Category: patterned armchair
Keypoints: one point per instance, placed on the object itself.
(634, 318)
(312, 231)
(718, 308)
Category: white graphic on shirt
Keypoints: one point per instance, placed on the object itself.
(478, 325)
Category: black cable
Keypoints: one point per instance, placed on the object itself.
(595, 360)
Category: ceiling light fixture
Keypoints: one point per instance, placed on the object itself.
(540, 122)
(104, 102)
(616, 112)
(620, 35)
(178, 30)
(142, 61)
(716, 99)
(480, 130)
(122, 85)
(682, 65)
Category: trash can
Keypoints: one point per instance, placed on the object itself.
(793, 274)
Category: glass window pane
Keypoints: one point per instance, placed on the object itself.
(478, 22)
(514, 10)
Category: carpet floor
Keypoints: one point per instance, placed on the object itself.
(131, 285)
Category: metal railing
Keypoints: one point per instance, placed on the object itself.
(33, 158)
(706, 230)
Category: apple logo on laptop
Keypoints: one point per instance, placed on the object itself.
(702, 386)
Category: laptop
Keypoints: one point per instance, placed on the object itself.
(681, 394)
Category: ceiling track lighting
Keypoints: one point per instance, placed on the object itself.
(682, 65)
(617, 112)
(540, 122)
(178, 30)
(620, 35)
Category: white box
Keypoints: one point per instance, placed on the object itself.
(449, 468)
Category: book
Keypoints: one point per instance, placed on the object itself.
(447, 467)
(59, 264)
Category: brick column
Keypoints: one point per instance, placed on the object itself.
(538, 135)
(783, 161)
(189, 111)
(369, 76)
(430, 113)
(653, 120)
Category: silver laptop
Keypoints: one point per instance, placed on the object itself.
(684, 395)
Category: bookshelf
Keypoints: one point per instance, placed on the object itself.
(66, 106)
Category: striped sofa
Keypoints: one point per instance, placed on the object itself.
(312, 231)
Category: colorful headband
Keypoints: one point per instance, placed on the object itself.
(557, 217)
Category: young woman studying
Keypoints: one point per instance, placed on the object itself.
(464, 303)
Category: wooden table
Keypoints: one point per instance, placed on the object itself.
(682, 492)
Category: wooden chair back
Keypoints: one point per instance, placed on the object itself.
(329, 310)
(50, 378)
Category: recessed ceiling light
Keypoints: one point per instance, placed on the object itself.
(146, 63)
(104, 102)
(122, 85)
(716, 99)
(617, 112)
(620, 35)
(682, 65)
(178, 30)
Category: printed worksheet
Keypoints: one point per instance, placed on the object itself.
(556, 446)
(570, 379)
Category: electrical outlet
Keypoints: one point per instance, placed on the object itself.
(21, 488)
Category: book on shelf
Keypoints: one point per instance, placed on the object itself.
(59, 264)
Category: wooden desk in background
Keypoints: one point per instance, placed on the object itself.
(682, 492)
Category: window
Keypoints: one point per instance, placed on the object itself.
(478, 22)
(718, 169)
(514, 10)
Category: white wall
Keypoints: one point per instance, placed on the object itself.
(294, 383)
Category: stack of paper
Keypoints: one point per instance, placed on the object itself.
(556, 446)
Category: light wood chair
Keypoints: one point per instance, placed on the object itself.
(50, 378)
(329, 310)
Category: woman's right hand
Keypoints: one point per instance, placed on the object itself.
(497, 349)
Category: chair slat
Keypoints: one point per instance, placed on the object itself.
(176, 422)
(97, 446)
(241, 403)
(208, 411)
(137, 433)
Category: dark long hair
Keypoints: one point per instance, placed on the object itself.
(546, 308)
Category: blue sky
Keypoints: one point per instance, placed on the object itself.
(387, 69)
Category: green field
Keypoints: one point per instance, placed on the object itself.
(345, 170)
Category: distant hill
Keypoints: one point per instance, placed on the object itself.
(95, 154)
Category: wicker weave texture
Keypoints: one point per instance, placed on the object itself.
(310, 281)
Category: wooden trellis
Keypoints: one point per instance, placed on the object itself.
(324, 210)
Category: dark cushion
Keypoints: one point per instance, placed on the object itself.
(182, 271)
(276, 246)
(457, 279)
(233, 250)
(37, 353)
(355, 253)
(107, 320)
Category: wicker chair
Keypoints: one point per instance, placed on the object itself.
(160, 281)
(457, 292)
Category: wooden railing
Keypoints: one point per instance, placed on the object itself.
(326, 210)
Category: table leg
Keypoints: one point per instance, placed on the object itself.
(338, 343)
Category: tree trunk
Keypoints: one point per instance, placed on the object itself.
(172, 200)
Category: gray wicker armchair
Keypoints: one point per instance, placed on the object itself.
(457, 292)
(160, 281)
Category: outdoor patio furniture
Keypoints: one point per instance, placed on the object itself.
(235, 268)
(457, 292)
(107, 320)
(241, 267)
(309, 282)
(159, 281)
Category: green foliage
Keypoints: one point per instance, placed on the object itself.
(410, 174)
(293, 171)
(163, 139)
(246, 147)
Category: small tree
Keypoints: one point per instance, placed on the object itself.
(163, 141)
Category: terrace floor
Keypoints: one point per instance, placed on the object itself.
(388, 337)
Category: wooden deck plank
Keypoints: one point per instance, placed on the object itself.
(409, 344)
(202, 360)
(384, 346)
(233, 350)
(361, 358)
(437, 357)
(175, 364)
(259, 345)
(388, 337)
★ ★ ★
What are the lines from the one with "Category: dark long hair" through the last line of the records above? Quote them exactly and add nothing.

Category: dark long hair
Keypoints: one point per instance, placed on the object itself.
(546, 308)
Category: blue sky
Keypoints: one point per instance, placed on the object itself.
(387, 69)
Category: green field
Keypoints: one point per instance, placed on the object itself.
(345, 170)
Category: distant hill
Keypoints: one point per instance, placed on the object itself.
(95, 154)
Category: wicker weave texture
Keypoints: one point per instance, placed on the object itself.
(310, 281)
Category: wooden trellis
Keypoints: one point per instance, placed on the object itself.
(324, 210)
Category: dark cushion
Keypoints: one point per instance, placed on the object itself.
(182, 271)
(276, 246)
(457, 279)
(233, 250)
(37, 353)
(355, 253)
(107, 320)
Category: wicker chair
Keypoints: one point per instance, placed on the object itself.
(160, 281)
(457, 292)
Category: wooden railing
Keypoints: one point per instance, placed on the object itself.
(326, 210)
Category: table leg
Keypoints: one point per instance, placed on the object itself.
(338, 343)
Category: tree trunk
Keypoints: one point per instance, placed on the object itself.
(172, 200)
Category: gray wicker armchair
Keypoints: one point per instance, placed on the object itself.
(457, 292)
(160, 281)
Category: outdoor patio furniture
Keypoints: one point per instance, placed on the object itself.
(235, 268)
(457, 292)
(107, 320)
(241, 267)
(309, 282)
(159, 281)
Category: green foliage
Keypoints: one point per instance, placed on the object itself.
(410, 174)
(293, 171)
(163, 139)
(246, 147)
Category: small tree
Keypoints: one point per instance, placed on the object itself.
(163, 141)
Category: terrace floor
Keypoints: one point per instance, placed on the object itself.
(388, 337)
Category: wooden deck plank
Keypoints: one point per instance, placed on the object itself.
(409, 344)
(202, 360)
(384, 346)
(233, 350)
(361, 358)
(437, 357)
(175, 364)
(259, 345)
(388, 337)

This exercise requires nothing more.